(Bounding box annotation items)
** START **

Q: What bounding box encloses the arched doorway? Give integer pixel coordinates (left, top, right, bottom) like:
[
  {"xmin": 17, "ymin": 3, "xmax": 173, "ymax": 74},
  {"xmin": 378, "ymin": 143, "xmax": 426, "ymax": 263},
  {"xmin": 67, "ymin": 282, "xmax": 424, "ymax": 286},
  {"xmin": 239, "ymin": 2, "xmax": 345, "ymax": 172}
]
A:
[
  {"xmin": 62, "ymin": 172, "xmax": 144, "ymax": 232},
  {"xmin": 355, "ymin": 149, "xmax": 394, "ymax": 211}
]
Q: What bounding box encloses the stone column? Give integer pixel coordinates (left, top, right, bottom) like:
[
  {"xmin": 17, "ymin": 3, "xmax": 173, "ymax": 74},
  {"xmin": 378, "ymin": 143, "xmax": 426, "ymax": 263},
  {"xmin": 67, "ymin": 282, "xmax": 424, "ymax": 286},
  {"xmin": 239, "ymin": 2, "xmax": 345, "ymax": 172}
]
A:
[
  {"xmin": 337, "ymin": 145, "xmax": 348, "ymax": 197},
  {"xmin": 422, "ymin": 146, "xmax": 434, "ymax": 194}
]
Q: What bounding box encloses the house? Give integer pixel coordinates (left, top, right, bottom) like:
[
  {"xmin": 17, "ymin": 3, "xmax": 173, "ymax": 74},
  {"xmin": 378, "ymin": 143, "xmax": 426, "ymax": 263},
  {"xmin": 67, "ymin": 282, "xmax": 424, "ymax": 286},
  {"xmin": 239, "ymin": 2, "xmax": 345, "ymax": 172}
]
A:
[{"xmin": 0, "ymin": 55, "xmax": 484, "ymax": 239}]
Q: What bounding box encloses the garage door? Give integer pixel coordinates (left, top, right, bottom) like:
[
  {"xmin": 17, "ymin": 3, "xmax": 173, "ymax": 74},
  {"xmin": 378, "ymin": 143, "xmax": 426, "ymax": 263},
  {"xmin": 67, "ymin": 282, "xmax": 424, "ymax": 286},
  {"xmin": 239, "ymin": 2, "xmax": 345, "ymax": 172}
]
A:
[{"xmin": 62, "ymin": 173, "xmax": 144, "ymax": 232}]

** END **

» Instruction:
Reproduce word for word the stretch of the items from the line containing "Q: What bounding box encloses the garage" through the end of the items.

» Finished exercise:
Q: What bounding box encloses the garage door? Give integer pixel coordinates (left, top, right, bottom) like:
[
  {"xmin": 17, "ymin": 3, "xmax": 173, "ymax": 74},
  {"xmin": 378, "ymin": 143, "xmax": 426, "ymax": 263},
  {"xmin": 67, "ymin": 282, "xmax": 424, "ymax": 286},
  {"xmin": 239, "ymin": 2, "xmax": 345, "ymax": 172}
]
A:
[{"xmin": 62, "ymin": 173, "xmax": 144, "ymax": 232}]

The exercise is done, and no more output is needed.